*Short task*: Return every line of the records below word for word, leaving the pictures out of your answer.

(Location annotation dataset excerpts)
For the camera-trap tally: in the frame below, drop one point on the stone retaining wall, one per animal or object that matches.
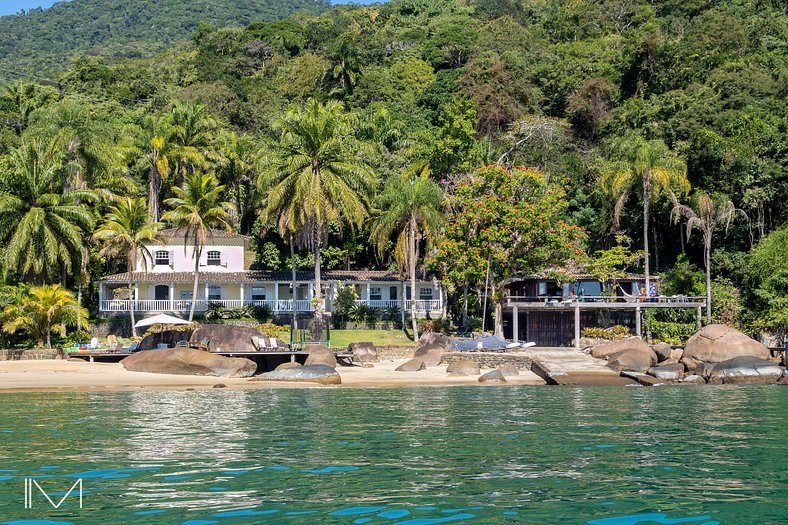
(30, 353)
(490, 359)
(396, 352)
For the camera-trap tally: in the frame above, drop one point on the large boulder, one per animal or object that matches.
(745, 369)
(165, 337)
(716, 343)
(414, 365)
(431, 353)
(364, 352)
(494, 376)
(670, 372)
(321, 374)
(226, 337)
(320, 355)
(463, 367)
(662, 350)
(618, 346)
(633, 360)
(188, 361)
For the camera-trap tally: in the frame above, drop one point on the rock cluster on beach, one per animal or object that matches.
(717, 354)
(188, 361)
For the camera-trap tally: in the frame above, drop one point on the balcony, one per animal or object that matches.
(282, 305)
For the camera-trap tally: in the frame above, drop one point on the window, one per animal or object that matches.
(214, 258)
(162, 257)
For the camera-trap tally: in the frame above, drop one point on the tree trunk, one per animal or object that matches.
(318, 324)
(197, 252)
(131, 299)
(645, 231)
(707, 260)
(154, 186)
(49, 332)
(412, 264)
(465, 305)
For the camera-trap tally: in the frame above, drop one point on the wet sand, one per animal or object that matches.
(65, 375)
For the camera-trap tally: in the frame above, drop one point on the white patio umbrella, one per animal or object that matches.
(160, 319)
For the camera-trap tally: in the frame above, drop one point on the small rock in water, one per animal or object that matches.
(414, 365)
(508, 369)
(321, 374)
(669, 372)
(463, 367)
(748, 370)
(494, 376)
(289, 364)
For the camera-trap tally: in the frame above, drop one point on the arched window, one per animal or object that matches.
(214, 258)
(162, 257)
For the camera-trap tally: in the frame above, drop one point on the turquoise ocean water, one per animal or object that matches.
(409, 456)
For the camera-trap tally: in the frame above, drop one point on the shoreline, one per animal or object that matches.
(72, 376)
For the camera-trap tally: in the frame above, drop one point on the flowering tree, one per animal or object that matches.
(507, 224)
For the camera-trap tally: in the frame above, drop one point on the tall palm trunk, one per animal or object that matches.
(412, 267)
(197, 253)
(154, 187)
(707, 261)
(646, 203)
(318, 324)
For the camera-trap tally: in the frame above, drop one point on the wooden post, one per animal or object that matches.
(515, 324)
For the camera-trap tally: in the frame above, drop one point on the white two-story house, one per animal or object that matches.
(165, 282)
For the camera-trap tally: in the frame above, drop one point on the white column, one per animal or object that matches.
(515, 324)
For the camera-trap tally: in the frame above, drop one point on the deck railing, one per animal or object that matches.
(282, 305)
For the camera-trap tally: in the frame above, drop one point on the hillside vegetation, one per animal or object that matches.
(594, 95)
(44, 40)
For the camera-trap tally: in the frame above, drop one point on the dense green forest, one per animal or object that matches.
(43, 40)
(598, 99)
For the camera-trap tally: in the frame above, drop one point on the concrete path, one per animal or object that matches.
(569, 366)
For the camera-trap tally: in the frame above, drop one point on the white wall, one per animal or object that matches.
(231, 256)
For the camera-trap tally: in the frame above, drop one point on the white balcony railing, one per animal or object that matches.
(184, 305)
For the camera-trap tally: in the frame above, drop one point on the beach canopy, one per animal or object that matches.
(160, 319)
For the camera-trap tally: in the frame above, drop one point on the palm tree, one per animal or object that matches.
(43, 309)
(642, 165)
(126, 230)
(190, 133)
(197, 209)
(41, 228)
(316, 175)
(157, 133)
(709, 214)
(413, 209)
(344, 65)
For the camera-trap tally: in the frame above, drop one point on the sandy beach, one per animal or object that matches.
(63, 375)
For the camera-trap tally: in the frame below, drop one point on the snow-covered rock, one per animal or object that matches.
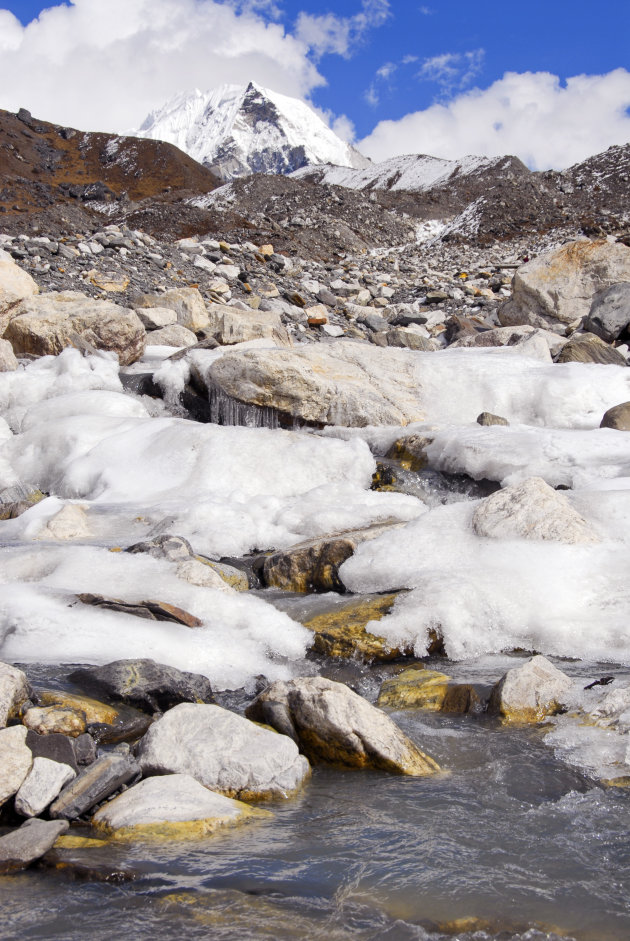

*Task output*:
For the camera-trap tally: in the frame below, drop one point on the stone retaining wall, one per animal or object that matches.
(30, 353)
(490, 359)
(396, 352)
For the camera-trap tally: in the frame above, drop one point on the large boulder, one per animal or object that matches.
(745, 369)
(165, 337)
(716, 343)
(414, 365)
(431, 353)
(364, 352)
(494, 376)
(670, 372)
(321, 374)
(226, 337)
(320, 355)
(463, 367)
(662, 350)
(618, 346)
(633, 360)
(188, 361)
For the camera-trap tally: in the frame above, drop one point on the rock cluster on beach, one per animal or object that matches.
(717, 354)
(188, 361)
For the camera-trap tally: in the frame above, drop one point on the balcony, one per animal or object that matches.
(282, 305)
For the camera-trap tally: in the frame above, drop one point on the window, one per animal or object that matches.
(214, 258)
(162, 257)
For the camera-trap tally: in the frame above, drop one point on the tree trunk, one per animal or object that matches.
(318, 324)
(197, 252)
(131, 299)
(645, 231)
(707, 260)
(154, 186)
(49, 332)
(412, 264)
(465, 305)
For the camera-trap tally: in the frame above, drop one point on the wet sand, one per animal or object that matches.
(65, 375)
For the camera-trap tally: in the frame above, drop one point on the white patio umbrella, one per animal or object that matches.
(160, 319)
For the camera-trap tally: in the frame above, drop one point on the small rock in water, one per animal or object that matches.
(414, 365)
(508, 369)
(321, 374)
(669, 372)
(463, 367)
(748, 370)
(494, 376)
(289, 364)
For the camera-trap tally: in the frame above, drop one point on the arched window, one per animal or object that matches.
(214, 258)
(162, 257)
For the camera-trap tally: in the frame above, drop one point on the turquoise ocean water, one per animal or object that matches.
(409, 456)
For the camera-trap tally: in the frame above, drop one point on the shoreline, one per animal or object that matches.
(72, 376)
For the camera-trap tally: in the frame above, drop one point on the flowering tree, one per animal or object that matches.
(507, 224)
For the camera-trap tally: in the frame above, drop one point on the tall palm trunk, one per animal or object that matches.
(412, 267)
(197, 253)
(154, 187)
(707, 261)
(646, 203)
(318, 324)
For the camera-trap tally: in the frame above, drop one point on the wooden post, one per animal or object that matches.
(515, 324)
For the camera-trap tally: in the frame above, drop one point on the white two-story house, one per animal or object that matches.
(165, 282)
For the camera-trap tally: in the frame above, drop one point on the white column, one per animal or object that matches.
(515, 324)
For the camera-trap tally: in the frame above, drop one point on the deck railing, one per animal or object that matches.
(282, 305)
For the camera-trap tally: in the frame above, drop one point on the hillside vegetation, one per animal or object that matches.
(594, 95)
(44, 40)
For the camera-trap tally: in the frame above, drop one point on the dense green forest, one per animal or object that matches.
(43, 40)
(598, 99)
For the camera-trap tally: in the frame above, drop one point on the concrete path, one per animal or object that matches.
(569, 366)
For the camera-trap tally: in the frame above, drop one point on the white wall, one per animal or object that matches.
(231, 256)
For the camera-trap tally: in the frame above, drop one point on the white balcony railing, one per animal or object that matches.
(184, 305)
For the camera-trap tally: in the frame above, drop one point on the beach canopy, one per animal or object that matches.
(160, 319)
For the camera-trap tally: in the frame above, drop one point on the palm tree, one per animal or object that matches.
(43, 309)
(642, 165)
(126, 230)
(190, 133)
(197, 209)
(41, 228)
(316, 175)
(157, 133)
(709, 214)
(413, 209)
(344, 65)
For the camera-trap tally: in the frame above, drop one point on the sandy beach, one per animal or object that matches.
(63, 375)
For the camera-trap tally: in the frame below, drop one point on the snow-covered rock, one per animal or object that matches.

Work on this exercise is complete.